Gather every line below that contains the word "mouth", and copy each of those lines in full.

### Records provided
========================
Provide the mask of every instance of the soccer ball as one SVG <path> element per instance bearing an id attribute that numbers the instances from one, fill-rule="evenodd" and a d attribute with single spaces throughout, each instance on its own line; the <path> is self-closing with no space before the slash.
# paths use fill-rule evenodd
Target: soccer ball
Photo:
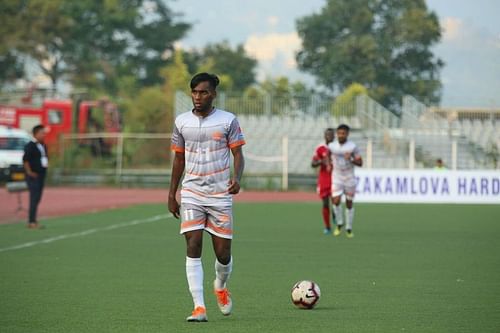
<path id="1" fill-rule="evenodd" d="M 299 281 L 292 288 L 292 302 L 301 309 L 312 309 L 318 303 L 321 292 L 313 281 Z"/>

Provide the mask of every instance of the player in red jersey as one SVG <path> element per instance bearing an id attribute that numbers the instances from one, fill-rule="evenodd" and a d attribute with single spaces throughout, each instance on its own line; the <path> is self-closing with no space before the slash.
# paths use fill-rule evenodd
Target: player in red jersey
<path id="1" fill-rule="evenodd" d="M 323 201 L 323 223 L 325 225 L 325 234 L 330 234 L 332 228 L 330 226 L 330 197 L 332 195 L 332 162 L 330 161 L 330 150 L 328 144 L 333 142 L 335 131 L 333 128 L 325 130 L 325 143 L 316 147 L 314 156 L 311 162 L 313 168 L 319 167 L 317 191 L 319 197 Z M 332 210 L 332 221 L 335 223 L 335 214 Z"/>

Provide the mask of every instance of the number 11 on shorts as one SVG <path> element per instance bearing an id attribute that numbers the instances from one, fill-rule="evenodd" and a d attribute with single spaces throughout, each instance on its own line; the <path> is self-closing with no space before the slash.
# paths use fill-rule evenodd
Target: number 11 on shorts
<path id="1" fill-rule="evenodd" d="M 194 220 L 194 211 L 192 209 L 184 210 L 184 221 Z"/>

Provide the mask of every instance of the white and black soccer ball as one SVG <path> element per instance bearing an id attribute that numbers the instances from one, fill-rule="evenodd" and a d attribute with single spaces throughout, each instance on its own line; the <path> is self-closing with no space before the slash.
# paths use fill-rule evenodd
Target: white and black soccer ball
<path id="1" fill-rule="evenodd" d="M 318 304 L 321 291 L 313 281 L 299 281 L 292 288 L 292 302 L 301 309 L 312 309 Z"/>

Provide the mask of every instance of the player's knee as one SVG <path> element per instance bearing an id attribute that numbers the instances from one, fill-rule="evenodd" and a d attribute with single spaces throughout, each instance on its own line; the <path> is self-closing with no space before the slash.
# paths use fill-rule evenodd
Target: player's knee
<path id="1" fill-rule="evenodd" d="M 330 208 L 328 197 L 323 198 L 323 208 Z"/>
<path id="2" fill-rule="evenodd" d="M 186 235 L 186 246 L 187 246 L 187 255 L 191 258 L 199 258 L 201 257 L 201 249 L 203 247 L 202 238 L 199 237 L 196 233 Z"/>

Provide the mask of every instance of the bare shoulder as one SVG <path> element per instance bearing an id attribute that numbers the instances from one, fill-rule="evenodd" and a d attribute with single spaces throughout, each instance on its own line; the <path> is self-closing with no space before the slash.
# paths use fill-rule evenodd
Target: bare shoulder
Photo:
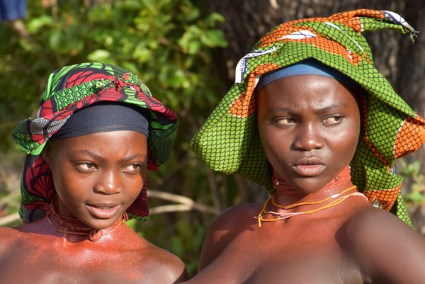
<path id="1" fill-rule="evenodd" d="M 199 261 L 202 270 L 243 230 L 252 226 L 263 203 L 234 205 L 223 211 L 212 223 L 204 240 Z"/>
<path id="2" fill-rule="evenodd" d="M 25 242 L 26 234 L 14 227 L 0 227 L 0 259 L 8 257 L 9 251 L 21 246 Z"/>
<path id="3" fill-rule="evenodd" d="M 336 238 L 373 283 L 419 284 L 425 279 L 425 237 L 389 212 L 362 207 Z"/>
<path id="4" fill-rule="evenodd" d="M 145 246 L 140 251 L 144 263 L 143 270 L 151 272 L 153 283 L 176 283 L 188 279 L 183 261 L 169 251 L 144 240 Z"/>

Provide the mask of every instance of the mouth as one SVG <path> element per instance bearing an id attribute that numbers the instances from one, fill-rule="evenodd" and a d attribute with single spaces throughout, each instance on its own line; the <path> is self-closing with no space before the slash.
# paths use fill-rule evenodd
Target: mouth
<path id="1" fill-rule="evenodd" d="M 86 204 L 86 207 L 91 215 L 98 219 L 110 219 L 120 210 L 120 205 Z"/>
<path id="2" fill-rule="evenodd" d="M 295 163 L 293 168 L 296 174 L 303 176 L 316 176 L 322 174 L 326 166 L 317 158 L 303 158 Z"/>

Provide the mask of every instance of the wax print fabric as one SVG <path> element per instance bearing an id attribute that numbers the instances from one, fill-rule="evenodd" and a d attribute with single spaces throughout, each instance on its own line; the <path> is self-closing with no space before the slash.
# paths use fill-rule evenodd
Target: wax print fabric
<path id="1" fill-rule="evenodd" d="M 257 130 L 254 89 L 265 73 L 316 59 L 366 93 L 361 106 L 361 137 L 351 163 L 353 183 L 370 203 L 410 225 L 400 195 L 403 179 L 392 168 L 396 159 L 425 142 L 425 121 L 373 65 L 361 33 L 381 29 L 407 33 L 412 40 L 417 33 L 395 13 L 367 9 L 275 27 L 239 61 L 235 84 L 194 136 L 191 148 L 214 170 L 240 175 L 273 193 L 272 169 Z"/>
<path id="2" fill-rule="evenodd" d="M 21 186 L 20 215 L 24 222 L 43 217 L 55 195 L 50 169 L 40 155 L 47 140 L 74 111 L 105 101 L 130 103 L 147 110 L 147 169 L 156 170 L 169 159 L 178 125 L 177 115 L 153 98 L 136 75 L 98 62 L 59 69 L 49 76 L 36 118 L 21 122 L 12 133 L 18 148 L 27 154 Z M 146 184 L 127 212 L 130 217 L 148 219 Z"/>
========================
### Full response
Provide the mask of every instance of the mouth as one SVG <path> element per instance bearing an id attribute that numbers the instances from one, fill-rule="evenodd" and a d attribute with single spaces throughout, each instance on its own line; the <path> is self-closing with no space before the slash.
Target: mouth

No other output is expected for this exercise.